Location labeling records:
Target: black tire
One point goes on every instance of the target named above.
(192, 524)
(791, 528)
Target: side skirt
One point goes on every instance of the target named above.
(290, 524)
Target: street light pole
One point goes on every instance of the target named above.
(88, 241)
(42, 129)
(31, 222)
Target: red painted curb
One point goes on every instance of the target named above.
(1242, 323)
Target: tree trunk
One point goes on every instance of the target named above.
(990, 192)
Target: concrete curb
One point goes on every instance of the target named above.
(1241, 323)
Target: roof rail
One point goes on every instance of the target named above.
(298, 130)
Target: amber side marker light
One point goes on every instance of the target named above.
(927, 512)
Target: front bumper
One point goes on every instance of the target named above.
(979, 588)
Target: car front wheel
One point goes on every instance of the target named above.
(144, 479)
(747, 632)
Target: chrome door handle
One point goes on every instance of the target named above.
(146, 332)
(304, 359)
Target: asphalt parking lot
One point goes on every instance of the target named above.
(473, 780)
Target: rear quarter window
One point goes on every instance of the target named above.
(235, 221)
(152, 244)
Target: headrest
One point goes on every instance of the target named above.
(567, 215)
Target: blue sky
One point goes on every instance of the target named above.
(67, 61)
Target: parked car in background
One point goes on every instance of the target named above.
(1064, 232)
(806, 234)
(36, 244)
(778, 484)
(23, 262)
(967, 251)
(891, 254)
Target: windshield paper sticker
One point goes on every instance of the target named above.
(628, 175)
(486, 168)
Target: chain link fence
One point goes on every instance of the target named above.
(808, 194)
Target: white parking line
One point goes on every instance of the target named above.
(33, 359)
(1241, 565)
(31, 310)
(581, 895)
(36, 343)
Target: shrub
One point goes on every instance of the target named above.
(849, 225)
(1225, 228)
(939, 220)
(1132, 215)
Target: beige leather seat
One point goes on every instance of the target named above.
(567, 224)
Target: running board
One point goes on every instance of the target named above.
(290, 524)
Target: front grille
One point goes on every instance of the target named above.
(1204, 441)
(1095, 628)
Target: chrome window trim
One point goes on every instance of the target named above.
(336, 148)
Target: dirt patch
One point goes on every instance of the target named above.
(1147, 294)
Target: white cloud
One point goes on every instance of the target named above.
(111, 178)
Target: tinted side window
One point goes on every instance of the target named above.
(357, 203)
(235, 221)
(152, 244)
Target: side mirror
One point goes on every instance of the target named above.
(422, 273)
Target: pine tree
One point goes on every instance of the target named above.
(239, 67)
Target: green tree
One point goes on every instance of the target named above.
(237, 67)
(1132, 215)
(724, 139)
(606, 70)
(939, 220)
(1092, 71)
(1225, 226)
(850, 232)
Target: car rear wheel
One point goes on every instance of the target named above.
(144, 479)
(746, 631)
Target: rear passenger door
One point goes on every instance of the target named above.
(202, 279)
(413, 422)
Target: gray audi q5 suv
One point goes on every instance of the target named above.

Problem description: Edit the records above so that "every instance" is replaced with "each instance" wherever it occurs, keeping all other text unchanged.

Problem solution:
Target: black tire
One point goes on each instance of the target named above.
(192, 524)
(791, 528)
Target: side skirt
One point goes on each instance of the target named above.
(290, 524)
Target: street light pole
One point goes on each instance of the target named above.
(88, 241)
(42, 129)
(31, 222)
Target: red painted curb
One point goes on each instance of the target named above.
(1242, 323)
Target: tree trunk
One point goes on each instance of the target named above.
(990, 192)
Target: concrete curb
One point goes on each instance of the target named above.
(1241, 323)
Target: roof rail
One point goes on each instance of the target named above.
(298, 130)
Target: amber side marker light
One point goes on each instance of the target named above.
(927, 512)
Target: front bumper
One point goes on each instance of the target named above.
(979, 588)
Target: car front wheel
One point goes on each instance of the target named above.
(144, 479)
(747, 632)
Target: chrome door handle
One point goes on each instance of the target named above.
(146, 332)
(304, 359)
Target: asphalt parking lot
One point goes on each instance of the target named above.
(473, 780)
Target: rear quarter window
One point goes on each instance of the target named above.
(235, 221)
(152, 244)
Target: headrest
One point goes on each instance of the target named above.
(567, 215)
Target: blue sky
One point goes on each instance of the target named above.
(67, 61)
Target: parked car in background
One point goes on each instance of the target named above.
(1064, 232)
(806, 234)
(36, 244)
(778, 484)
(23, 262)
(967, 251)
(891, 254)
Target: windshield paper sticker
One point goes on each instance of the target named above.
(628, 175)
(486, 168)
Target: chain link fence
One point goes on each instance of the target named above.
(808, 194)
Target: white parking line
One point goes on each instance of the target named above.
(33, 359)
(1241, 565)
(31, 310)
(581, 895)
(36, 343)
Target: shrub
One point goes on each instance of the target named above.
(849, 225)
(1225, 228)
(939, 220)
(1132, 215)
Target: beige leather seat
One point goes on each instance of the target named above.
(567, 224)
Target: running board
One point goes on each instance of the target named above.
(290, 524)
Target: front grille
One point goes on each instance of the target named above.
(1204, 441)
(1095, 628)
Target: chrome window trim
One point goes on each instance of the target named above.
(336, 148)
Target: dirt patch
One point goes on each instance of the target named above.
(1147, 294)
Target: white cloud
One point goes on each instance of the target named above.
(111, 178)
Target: tinted side window
One point goes on each instance of the target named above.
(357, 203)
(235, 221)
(152, 244)
Target: side mirror
One point goes on each instance of the target named above.
(422, 273)
Target: pine tree
One point goes on each instance of the target named above.
(239, 67)
Target: green tree
One point goes on each instance of the target named above.
(237, 67)
(1132, 215)
(724, 139)
(606, 70)
(939, 220)
(1092, 71)
(1225, 226)
(850, 232)
Target: car rear wheel
One point goes on each instance of the target named above.
(144, 479)
(746, 631)
Target: rear passenger door
One point goes on each instance of the target named above.
(202, 279)
(413, 422)
Target: gray audi q5 suv
One point goes on each instance of the target named above.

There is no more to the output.